**EXERCISE**
Starting at the line that contains "Target: turquoise river", transcribe each line exactly through the last line of the data. Include nothing else.

** Opening SOURCE DATA block **

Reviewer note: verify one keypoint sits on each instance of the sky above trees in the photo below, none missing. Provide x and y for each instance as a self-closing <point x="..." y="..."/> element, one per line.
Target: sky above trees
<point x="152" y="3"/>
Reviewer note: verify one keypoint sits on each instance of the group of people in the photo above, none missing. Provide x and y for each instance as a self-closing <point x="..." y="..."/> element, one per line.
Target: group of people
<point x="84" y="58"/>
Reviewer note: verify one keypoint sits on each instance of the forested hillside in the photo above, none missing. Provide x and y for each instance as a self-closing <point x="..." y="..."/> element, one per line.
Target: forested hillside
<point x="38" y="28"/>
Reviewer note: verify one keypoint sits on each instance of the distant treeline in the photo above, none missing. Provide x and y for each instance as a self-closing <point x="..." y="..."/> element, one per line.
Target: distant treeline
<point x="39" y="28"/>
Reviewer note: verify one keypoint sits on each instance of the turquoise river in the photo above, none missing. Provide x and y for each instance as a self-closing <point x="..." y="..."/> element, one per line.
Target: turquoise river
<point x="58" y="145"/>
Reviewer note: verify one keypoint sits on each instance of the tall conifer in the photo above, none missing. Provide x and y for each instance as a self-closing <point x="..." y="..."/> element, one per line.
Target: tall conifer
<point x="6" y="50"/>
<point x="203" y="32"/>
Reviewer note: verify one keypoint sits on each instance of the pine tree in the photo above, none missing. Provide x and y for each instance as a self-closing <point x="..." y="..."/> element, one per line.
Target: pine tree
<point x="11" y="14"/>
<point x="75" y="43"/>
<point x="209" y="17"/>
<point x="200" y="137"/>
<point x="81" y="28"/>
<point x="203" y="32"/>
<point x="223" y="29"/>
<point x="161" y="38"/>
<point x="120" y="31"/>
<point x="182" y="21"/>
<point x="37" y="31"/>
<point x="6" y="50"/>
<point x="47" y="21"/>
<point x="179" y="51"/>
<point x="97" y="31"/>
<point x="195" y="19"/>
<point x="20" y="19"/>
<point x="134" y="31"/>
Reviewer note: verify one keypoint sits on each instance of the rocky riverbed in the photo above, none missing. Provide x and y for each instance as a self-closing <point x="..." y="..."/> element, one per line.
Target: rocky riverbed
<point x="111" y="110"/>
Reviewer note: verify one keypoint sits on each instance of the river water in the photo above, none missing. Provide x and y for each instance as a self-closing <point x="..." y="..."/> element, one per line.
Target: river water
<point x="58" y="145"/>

** Closing SOURCE DATA block **

**ANSWER AREA**
Target: turquoise river
<point x="58" y="145"/>
Reviewer note: verify one keypoint sits on each instance of the tall conifer in the photo above, none missing. Provide x and y for each instance as a self-closing <point x="..." y="..."/> element, one per line.
Target: tall conifer
<point x="6" y="50"/>
<point x="203" y="32"/>
Reviewer note: verify one keypoint sits on each instance of the pine tree in the photo above, none missing. Provide x and y for each instance as a self-closing <point x="..." y="..."/> element, one per line.
Target: pine tree
<point x="11" y="14"/>
<point x="75" y="43"/>
<point x="209" y="17"/>
<point x="200" y="137"/>
<point x="81" y="28"/>
<point x="203" y="32"/>
<point x="223" y="29"/>
<point x="161" y="38"/>
<point x="120" y="31"/>
<point x="182" y="21"/>
<point x="37" y="31"/>
<point x="6" y="50"/>
<point x="47" y="21"/>
<point x="179" y="51"/>
<point x="97" y="31"/>
<point x="195" y="19"/>
<point x="20" y="19"/>
<point x="134" y="31"/>
Reviewer note: verify one keypoint sits on each instance of the rocky riverbed in the photo above, none missing. Provide x and y for each instance as a self-closing <point x="..." y="..."/> element, one per line.
Target: rocky riverbed
<point x="111" y="110"/>
Reviewer note: verify one keypoint sits on each instance of the river water in the photo above, none missing. Provide x and y for each instance as a self-closing <point x="..." y="..."/> element, one per line.
Target: river water
<point x="58" y="145"/>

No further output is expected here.